Excerpted text
— Start —

[PATCH v7 1/5] drm/panthor: introduce job cycle and timestamp accounting
Steven Price
steven.price at arm.com
Mon Sep 23 09:07:14 UTC 2024
On 21/09/2024 00:43, Adrián Larumbe wrote:
> Enable calculations of job submission times in clock cycles and wall
> time. This is done by expanding the boilerplate command stream when running
> a job to include instructions that compute said times right before and
> after a user CS.
>
> A separate kernel BO is created per queue to store those values. Jobs can
> access their sampled data through an index different from that of the
> queue's ringbuffer. The reason for this is saving memory on the profiling
> information kernel BO, since the amount of simultaneous profiled jobs we
> can write into the queue's ringbuffer might be much smaller than for
> regular jobs, as the former take more CSF instructions.
>
> This commit is done in preparation for enabling DRM fdinfo support in the
> Panthor driver, which depends on the numbers calculated herein.
>
> A profile mode mask has been added that will in a future commit allow UM to
> toggle performance metric sampling behaviour, which is disabled by default
> to save power. When a ringbuffer CS is constructed, timestamp and cycling
> sampling instructions are added depending on the enabled flags in the
> profiling mask.
>
> A helper was provided that calculates the number of instructions for a
> given set of enablement mask, and these are passed as the number of credits
> when initialising a DRM scheduler job.
>
> Signed-off-by: Adrián Larumbe <adrian.larumbe at collabora.com>
> Reviewed-by: Boris Brezillon <boris.brezillon at collabora.com>
> Reviewed-by: Liviu Dudau <liviu.dudau at arm.com>
I think just one bug remaining - see below...

— End —

Short task 1
From the patch email, extract the passage starting with "[PATCH v7 1/5]" and going on through "after a user CS.".

Provided records

— Start —

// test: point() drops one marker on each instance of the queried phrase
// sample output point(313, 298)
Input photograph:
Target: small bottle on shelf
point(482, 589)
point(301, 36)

— End —

Short task 2
Lay out every line of the listing as a JSON list of strings, one string per line, leaving out blank lines.

Worked answer 1
[PATCH v7 1/5] drm/panthor: introduce job cycle and timestamp accounting
Steven Price
steven.price at arm.com
Mon Sep 23 09:07:14 UTC 2024
On 21/09/2024 00:43, Adrián Larumbe wrote:
> Enable calculations of job submission times in clock cycles and wall
> time. This is done by expanding the boilerplate command stream when running
> a job to include instructions that compute said times right before and
> after a user CS.

Worked answer 2
[
  "// test: point() drops one marker on each instance of the queried phrase",
  "// sample output point(313, 298)",
  "Input photograph:",
  "Target: small bottle on shelf",
  "point(482, 589)",
  "point(301, 36)"
]